- [TASK TO COMPLETE]: Reproduce the rows below word for word, from the line with "Drone-based agricultural survey in progress. Pinpoint roof" to the line with "[719,146,922,248]", both of those lines included.

[Detection annotation records]
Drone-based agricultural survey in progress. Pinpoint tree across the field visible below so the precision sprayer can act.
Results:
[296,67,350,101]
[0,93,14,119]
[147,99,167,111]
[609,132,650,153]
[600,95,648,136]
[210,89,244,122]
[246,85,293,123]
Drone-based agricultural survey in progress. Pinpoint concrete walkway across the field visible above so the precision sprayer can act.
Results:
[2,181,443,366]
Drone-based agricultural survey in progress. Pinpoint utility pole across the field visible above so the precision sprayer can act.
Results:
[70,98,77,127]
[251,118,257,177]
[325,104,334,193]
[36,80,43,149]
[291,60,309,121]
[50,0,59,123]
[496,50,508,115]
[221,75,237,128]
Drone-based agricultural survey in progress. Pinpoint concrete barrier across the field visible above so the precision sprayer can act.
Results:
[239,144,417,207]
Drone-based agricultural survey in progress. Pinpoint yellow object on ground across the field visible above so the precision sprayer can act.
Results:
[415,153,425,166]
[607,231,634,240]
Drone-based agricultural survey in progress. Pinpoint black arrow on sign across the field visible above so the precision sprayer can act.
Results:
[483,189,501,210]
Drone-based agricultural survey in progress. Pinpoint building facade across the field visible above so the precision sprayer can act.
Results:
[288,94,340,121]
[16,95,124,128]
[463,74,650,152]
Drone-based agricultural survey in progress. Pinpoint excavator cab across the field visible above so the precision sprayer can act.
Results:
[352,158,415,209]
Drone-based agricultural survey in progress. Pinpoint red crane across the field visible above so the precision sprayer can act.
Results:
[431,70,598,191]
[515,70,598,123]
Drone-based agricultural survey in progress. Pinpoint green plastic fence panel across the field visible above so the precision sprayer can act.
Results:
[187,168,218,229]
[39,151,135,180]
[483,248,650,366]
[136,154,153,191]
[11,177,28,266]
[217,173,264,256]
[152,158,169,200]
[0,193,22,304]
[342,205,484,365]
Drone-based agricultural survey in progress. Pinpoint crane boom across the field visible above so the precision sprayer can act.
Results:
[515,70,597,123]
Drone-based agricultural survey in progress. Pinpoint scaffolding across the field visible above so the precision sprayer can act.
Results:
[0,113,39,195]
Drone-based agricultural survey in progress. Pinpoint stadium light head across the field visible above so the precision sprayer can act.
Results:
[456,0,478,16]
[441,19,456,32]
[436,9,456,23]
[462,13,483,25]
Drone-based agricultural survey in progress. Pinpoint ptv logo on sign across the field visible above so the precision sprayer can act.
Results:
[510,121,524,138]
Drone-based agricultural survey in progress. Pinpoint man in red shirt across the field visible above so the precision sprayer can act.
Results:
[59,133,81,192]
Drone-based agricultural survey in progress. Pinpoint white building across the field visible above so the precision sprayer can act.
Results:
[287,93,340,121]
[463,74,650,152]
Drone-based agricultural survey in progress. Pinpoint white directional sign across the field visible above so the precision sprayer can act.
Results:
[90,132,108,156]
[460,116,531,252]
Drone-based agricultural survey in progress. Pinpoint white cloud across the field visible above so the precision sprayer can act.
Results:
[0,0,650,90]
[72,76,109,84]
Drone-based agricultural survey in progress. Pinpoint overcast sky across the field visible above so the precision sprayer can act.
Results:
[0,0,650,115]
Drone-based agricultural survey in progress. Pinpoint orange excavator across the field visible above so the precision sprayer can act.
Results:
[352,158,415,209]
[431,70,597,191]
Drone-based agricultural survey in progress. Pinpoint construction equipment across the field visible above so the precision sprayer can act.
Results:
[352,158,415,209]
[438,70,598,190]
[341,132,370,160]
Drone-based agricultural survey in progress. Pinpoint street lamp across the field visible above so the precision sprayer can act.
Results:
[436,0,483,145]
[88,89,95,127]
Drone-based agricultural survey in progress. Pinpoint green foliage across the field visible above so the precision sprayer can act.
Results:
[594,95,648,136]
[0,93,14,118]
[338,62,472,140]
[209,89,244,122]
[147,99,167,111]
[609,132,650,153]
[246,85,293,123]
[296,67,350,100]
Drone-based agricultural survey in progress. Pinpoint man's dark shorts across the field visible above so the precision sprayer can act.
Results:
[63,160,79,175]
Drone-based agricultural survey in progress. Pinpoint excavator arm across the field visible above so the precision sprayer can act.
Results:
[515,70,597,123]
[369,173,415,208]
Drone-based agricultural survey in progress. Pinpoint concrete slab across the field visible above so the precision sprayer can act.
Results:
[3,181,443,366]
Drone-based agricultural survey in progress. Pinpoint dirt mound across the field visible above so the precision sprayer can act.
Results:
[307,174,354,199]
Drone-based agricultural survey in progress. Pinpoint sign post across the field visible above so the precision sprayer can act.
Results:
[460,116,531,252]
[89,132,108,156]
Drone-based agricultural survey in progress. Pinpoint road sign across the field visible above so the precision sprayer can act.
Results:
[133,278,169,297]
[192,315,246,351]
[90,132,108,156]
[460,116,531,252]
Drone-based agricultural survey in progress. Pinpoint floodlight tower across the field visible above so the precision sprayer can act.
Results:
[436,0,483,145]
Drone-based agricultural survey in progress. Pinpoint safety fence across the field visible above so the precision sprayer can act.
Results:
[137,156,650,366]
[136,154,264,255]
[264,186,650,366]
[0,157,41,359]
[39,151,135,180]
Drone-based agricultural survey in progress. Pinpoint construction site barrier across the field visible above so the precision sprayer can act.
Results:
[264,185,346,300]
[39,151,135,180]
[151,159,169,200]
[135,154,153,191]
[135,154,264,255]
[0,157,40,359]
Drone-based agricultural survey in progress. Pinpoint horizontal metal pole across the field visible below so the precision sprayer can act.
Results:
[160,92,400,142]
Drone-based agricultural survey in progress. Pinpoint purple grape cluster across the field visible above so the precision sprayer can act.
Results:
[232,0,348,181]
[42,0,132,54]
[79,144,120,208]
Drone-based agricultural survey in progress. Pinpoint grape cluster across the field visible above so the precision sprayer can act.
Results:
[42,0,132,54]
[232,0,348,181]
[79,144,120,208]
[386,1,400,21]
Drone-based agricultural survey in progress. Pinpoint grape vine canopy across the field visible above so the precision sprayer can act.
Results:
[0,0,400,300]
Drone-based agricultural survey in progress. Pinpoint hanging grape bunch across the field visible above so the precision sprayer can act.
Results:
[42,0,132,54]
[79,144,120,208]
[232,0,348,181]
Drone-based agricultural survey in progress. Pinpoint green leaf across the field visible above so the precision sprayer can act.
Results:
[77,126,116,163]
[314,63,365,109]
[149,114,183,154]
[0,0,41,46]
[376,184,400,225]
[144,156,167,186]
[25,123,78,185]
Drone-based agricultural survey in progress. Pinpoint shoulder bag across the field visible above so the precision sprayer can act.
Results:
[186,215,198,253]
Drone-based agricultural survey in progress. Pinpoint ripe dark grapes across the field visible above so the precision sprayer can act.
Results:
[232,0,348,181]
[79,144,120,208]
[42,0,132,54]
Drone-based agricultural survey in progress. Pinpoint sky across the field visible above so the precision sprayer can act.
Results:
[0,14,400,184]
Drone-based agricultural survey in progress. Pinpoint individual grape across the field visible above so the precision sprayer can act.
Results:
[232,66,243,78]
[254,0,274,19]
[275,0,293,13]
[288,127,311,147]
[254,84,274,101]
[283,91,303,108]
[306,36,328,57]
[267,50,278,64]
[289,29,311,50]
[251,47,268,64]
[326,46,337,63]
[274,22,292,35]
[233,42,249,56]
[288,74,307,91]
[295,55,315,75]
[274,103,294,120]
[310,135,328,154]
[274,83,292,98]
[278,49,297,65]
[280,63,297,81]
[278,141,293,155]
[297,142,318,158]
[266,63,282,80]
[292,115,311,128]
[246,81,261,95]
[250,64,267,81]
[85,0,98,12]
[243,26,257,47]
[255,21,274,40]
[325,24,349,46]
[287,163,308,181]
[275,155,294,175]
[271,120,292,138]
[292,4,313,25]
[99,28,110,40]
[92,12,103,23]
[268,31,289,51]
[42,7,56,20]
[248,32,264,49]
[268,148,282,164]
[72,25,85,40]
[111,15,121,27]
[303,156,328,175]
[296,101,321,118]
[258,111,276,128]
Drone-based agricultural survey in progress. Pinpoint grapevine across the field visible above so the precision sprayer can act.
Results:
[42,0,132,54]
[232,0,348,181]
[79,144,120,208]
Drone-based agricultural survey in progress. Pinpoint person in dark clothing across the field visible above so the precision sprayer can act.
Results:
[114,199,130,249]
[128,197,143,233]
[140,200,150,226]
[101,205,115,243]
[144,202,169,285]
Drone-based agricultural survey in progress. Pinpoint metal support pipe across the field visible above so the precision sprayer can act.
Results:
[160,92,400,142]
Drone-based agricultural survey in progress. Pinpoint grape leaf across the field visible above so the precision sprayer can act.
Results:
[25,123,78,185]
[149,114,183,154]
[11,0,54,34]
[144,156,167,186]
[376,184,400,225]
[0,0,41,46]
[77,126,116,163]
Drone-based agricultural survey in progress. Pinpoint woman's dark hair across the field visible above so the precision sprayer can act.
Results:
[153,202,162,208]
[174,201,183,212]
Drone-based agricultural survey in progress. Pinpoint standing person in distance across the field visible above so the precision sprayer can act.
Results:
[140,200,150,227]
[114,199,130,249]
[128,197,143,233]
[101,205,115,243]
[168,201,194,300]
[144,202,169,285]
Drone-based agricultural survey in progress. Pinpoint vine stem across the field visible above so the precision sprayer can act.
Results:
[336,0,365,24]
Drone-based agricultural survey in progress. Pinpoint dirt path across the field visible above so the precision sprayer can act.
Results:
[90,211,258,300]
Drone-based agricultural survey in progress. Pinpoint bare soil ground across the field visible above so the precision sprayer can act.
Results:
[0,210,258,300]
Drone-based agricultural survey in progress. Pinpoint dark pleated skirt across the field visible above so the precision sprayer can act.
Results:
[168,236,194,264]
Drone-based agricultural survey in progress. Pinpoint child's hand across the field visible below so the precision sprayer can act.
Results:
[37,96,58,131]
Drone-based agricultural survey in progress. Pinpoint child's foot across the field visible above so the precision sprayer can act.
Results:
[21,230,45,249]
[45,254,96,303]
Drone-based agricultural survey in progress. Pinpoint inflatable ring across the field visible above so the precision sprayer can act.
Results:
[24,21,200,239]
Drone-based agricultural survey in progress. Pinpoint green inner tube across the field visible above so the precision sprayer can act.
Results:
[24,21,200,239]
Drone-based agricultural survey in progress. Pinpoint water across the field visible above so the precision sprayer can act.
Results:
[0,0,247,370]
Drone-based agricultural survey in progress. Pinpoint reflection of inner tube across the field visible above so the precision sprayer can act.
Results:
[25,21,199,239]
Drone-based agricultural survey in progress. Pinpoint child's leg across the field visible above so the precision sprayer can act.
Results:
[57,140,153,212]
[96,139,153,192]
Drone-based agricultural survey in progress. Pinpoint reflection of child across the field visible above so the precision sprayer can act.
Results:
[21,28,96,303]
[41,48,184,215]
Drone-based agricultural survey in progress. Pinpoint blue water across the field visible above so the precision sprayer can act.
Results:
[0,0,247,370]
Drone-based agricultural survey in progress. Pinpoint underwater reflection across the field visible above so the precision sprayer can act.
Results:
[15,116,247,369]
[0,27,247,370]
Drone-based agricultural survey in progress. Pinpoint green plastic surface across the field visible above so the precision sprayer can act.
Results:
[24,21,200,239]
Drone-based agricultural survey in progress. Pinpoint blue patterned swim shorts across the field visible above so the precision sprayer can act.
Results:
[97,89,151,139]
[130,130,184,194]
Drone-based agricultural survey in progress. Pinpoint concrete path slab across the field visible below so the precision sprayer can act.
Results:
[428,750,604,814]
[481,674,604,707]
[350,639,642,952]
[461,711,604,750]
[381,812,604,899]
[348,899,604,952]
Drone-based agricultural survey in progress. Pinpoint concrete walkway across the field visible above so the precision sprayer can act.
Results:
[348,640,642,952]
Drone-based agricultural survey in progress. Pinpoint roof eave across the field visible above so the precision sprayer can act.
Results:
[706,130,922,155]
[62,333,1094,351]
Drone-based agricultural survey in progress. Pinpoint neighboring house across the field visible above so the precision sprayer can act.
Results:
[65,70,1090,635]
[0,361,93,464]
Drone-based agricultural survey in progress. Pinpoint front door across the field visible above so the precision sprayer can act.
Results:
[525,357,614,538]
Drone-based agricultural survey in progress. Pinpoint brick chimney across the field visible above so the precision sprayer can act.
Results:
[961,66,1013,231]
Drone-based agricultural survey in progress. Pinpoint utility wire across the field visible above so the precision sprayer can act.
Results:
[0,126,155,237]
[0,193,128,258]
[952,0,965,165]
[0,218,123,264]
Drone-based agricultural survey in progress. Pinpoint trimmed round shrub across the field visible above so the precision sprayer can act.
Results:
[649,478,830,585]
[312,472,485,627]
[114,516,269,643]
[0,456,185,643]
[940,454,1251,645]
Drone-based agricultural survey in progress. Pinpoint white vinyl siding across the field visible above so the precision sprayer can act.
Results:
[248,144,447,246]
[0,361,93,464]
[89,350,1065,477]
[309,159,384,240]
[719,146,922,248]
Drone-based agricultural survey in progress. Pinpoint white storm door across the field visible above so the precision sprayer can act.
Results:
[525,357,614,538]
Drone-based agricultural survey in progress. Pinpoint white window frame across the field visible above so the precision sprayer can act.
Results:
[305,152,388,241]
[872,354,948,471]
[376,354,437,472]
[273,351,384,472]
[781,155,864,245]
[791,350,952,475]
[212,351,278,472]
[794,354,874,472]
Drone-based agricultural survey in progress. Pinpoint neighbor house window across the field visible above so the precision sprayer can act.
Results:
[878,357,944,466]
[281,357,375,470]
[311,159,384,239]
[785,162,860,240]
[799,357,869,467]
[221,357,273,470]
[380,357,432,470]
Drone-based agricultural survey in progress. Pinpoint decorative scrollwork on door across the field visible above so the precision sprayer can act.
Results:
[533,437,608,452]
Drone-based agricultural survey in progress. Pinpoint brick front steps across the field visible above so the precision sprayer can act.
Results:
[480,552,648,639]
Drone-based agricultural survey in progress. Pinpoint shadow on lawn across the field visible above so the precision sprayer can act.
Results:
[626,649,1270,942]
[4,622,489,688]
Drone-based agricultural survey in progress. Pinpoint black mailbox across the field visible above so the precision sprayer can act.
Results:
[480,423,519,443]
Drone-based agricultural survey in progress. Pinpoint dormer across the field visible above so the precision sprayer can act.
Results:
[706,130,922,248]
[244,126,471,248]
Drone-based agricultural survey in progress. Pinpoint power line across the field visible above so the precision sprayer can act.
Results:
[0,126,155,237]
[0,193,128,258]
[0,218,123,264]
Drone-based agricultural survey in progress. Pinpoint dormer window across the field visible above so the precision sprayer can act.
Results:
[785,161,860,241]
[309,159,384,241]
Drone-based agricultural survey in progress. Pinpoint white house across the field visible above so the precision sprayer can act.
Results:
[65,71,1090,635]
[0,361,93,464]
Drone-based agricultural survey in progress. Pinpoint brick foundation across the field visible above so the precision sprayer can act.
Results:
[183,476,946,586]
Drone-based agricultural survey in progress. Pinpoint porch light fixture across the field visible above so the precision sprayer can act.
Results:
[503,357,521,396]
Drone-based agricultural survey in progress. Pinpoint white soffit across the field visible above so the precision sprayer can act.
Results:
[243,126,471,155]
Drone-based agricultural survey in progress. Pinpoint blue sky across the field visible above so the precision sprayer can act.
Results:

- [TASK RESULT]:
Drone-based agricultural survey in progress. Pinpoint roof eave across the field visible above so the precision sprayer can act.
Results:
[706,130,922,155]
[62,333,1094,351]
Drone-based agricultural survey in progress. Pinpoint neighboring house across the field visible above so the precision sprayer can act.
Results:
[65,70,1090,635]
[0,361,93,464]
Drone-based agricultural survey in progress. Pinpoint front door across the field visible above so the precision sprayer can act.
Results:
[525,357,614,538]
Drone-based agricultural survey in progress. Pinpoint brick chimney across the field visible above so the precision sprayer can act.
Results:
[961,66,1013,231]
Drone-based agricultural survey in progress. Pinpoint utility wire across the field visible above so the precision sprayer can act.
Results:
[0,126,155,237]
[0,193,128,258]
[952,0,965,165]
[0,218,123,264]
Drone-based agricultural survey in progress. Pinpoint trimmed round shrub across the field visible above so the precision sprayer can act.
Results:
[649,478,830,585]
[312,472,485,627]
[114,516,269,643]
[0,456,185,643]
[940,454,1251,645]
Drone-based agricultural survey in progress. Pinpoint white vinyl siding across the field visible above so the precision sprayer can act.
Results:
[248,144,447,246]
[0,361,93,464]
[89,350,1065,477]
[309,159,384,240]
[719,146,922,248]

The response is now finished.